What to work on:
In the entries that follow, the line with "Target: sky" opens the range and the line with "In this exercise you will pick out the curb" closes it; repeat that range exactly, both lines included.

== == ==

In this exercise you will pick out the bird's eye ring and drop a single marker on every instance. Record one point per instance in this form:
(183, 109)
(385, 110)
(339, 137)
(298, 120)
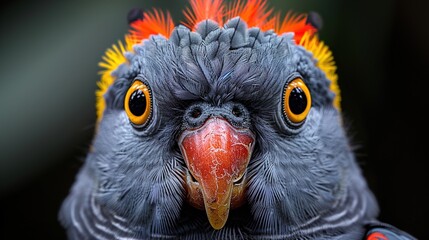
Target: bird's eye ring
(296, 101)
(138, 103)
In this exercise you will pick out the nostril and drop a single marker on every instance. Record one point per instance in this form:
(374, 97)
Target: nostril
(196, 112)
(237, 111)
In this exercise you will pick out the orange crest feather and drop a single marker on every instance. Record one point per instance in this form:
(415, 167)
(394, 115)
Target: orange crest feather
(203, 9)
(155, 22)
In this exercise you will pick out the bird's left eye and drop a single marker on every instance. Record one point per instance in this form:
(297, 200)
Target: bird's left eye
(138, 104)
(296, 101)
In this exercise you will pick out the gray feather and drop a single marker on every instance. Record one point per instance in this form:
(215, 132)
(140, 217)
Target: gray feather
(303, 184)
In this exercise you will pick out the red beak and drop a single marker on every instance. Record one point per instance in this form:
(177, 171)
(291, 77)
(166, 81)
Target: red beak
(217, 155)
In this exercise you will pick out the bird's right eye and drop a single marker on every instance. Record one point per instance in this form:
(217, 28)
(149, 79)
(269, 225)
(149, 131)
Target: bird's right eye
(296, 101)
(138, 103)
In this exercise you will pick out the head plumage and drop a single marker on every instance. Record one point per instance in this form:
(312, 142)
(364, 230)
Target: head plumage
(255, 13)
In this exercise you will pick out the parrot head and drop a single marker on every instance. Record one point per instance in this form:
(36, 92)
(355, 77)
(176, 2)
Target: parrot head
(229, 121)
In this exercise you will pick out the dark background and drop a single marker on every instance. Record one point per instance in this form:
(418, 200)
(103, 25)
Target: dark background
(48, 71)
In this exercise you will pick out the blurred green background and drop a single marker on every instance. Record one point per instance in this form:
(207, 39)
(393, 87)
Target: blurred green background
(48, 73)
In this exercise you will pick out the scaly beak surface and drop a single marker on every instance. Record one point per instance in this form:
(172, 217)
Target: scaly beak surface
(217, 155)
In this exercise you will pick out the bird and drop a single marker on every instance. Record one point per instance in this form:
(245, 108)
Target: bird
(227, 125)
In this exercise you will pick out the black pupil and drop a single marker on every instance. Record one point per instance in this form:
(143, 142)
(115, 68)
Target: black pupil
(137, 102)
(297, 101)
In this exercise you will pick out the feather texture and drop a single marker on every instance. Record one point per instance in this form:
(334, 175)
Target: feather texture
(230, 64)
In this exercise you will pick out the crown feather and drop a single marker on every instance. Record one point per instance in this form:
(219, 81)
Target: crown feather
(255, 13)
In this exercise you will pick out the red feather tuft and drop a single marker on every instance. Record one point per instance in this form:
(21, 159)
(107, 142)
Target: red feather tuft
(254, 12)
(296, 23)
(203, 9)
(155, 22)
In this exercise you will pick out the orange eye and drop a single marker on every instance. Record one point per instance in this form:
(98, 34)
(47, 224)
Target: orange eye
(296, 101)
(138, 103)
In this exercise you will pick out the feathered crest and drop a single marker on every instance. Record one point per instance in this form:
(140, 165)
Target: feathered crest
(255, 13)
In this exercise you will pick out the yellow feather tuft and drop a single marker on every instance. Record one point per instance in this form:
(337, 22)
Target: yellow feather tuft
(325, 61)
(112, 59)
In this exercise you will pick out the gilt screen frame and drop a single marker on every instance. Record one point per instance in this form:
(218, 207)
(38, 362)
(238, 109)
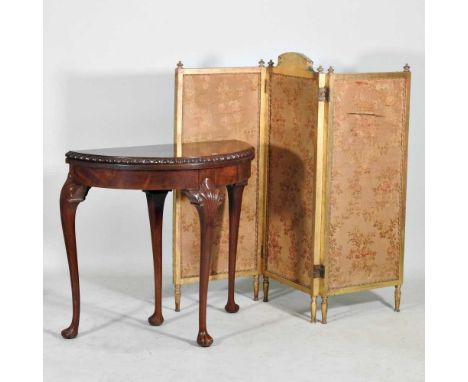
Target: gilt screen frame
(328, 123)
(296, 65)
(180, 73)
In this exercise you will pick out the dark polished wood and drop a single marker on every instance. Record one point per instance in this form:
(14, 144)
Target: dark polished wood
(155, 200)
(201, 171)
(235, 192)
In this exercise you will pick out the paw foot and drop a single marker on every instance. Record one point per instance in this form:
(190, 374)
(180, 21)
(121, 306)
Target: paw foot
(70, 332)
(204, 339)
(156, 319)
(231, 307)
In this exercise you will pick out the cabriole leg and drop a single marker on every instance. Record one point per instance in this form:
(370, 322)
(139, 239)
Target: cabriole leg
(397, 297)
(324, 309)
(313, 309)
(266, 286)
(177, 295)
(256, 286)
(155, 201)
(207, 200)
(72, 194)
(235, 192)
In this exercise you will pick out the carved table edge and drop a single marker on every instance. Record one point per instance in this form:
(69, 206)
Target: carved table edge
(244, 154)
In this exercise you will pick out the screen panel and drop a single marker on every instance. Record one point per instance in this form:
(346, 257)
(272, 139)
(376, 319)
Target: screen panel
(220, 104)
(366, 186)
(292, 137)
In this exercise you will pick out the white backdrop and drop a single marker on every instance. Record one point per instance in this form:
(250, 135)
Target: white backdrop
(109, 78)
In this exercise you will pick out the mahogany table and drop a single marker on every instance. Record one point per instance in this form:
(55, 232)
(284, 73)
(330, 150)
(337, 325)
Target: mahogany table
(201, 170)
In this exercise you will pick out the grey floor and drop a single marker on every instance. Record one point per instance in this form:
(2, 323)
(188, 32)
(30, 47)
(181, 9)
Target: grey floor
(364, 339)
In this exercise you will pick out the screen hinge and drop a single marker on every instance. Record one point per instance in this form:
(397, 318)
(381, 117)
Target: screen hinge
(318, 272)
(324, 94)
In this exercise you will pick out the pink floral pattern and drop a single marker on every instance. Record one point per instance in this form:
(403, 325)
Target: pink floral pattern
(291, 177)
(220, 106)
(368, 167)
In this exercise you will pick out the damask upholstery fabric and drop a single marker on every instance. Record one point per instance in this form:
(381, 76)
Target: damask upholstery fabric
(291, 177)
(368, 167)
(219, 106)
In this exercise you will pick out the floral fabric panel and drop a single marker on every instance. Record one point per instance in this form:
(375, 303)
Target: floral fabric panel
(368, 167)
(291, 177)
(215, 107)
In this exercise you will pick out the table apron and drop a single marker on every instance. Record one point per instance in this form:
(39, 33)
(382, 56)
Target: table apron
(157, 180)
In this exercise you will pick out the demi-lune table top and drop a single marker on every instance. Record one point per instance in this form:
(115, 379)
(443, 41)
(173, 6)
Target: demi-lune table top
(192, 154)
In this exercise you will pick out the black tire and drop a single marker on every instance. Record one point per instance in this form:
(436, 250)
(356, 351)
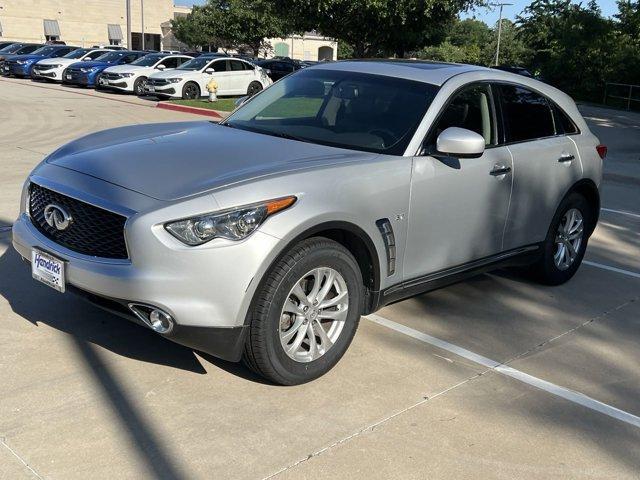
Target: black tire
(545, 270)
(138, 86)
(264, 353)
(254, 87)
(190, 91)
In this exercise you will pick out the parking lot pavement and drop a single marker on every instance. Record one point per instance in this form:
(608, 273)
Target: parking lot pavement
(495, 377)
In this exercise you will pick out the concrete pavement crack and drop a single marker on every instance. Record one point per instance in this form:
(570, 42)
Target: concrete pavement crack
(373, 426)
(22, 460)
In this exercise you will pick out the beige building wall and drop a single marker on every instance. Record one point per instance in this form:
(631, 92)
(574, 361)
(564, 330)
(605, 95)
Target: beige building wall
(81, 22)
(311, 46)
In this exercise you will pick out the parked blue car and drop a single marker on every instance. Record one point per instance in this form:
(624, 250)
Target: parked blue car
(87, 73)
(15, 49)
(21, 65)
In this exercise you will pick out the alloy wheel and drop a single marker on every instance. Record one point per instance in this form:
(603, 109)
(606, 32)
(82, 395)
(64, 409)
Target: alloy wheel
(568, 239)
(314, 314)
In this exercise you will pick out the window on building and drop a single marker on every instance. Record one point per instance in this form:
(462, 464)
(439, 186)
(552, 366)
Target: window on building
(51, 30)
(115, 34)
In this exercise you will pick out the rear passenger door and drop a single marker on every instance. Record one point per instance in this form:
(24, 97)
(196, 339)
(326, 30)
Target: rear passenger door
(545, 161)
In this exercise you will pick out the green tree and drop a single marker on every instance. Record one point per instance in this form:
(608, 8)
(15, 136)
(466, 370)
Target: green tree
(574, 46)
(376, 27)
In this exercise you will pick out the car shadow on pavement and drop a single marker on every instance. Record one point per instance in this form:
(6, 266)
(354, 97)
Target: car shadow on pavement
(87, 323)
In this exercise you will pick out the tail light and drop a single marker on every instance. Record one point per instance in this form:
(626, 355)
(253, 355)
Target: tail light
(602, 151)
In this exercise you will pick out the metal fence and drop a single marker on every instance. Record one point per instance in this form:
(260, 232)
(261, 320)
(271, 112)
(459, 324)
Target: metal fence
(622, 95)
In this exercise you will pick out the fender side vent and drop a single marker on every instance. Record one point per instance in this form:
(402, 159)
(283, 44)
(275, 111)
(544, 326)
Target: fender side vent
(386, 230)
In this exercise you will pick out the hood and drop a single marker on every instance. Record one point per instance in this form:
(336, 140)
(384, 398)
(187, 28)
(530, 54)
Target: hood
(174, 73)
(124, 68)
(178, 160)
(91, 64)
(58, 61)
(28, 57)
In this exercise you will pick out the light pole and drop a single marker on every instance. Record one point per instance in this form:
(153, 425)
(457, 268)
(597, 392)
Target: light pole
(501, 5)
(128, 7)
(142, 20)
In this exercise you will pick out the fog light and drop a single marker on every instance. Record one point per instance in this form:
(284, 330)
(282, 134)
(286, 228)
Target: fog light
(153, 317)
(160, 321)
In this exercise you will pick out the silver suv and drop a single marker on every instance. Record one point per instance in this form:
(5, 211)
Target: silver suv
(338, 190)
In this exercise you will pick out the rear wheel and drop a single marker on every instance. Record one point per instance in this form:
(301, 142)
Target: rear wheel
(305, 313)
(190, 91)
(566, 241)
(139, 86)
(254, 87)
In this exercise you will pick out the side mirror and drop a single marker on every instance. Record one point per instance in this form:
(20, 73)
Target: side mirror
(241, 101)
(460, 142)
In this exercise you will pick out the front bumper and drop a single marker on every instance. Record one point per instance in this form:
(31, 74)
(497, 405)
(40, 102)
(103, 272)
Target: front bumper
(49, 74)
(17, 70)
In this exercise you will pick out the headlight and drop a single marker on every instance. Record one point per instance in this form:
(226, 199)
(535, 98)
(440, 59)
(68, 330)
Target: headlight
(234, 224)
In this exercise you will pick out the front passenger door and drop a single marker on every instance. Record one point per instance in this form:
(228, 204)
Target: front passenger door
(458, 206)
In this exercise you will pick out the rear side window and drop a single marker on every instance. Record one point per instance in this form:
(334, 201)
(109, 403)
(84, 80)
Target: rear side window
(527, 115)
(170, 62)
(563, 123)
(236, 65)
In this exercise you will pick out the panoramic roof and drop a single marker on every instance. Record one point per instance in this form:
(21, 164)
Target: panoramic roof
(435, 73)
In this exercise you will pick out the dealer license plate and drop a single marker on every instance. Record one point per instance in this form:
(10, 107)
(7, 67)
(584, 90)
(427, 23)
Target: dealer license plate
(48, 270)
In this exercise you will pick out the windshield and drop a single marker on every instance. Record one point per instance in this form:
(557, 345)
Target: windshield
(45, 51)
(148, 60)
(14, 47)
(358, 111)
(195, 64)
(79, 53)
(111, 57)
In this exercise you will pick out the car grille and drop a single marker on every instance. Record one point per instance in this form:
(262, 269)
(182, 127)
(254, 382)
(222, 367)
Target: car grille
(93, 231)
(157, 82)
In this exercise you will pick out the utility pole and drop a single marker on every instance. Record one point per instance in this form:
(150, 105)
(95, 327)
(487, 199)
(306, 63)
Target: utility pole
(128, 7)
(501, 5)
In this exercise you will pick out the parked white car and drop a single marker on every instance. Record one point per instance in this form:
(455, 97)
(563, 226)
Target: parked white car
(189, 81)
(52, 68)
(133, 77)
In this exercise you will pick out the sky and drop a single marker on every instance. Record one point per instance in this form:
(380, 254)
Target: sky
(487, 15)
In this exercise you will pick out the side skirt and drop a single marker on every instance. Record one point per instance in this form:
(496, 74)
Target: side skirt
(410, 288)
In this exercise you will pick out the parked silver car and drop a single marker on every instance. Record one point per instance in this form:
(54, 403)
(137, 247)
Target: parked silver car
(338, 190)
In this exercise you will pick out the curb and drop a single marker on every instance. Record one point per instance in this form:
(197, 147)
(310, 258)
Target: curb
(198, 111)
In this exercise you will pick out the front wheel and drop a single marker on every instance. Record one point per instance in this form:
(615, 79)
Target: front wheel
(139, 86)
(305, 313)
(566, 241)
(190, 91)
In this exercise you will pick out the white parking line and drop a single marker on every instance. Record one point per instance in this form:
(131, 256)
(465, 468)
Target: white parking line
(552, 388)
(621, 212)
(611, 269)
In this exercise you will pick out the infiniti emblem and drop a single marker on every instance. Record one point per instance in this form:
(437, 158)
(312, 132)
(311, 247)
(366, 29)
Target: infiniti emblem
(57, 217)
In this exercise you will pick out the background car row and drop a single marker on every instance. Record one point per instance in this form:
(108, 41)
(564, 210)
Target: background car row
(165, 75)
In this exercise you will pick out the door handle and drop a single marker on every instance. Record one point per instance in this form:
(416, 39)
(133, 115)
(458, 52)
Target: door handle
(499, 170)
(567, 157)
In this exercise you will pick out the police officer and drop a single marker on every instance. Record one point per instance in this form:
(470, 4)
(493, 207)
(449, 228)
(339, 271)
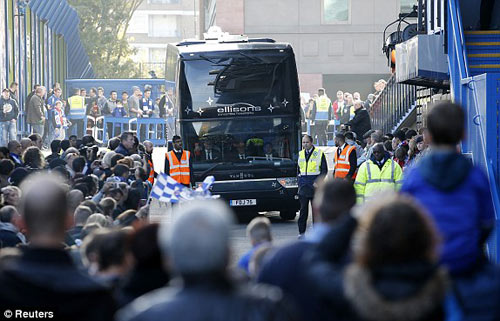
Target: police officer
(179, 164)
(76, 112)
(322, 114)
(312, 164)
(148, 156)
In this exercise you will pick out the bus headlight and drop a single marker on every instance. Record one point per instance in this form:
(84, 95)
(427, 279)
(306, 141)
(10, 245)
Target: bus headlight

== == ==

Written solution:
Target: sky
(487, 15)
In this exercise you will pick out the side skirt and drop a single marker on every instance. Record one point per instance in this form:
(496, 74)
Target: side skirt
(410, 288)
In this exercise you will pick out the parked silver car and drop a single marker on every instance. Record one point per instance in this form:
(54, 403)
(137, 247)
Target: parked silver car
(338, 190)
In this exercise you will pick out the curb and drop a single marker on every instance. Record one point per instance in this form:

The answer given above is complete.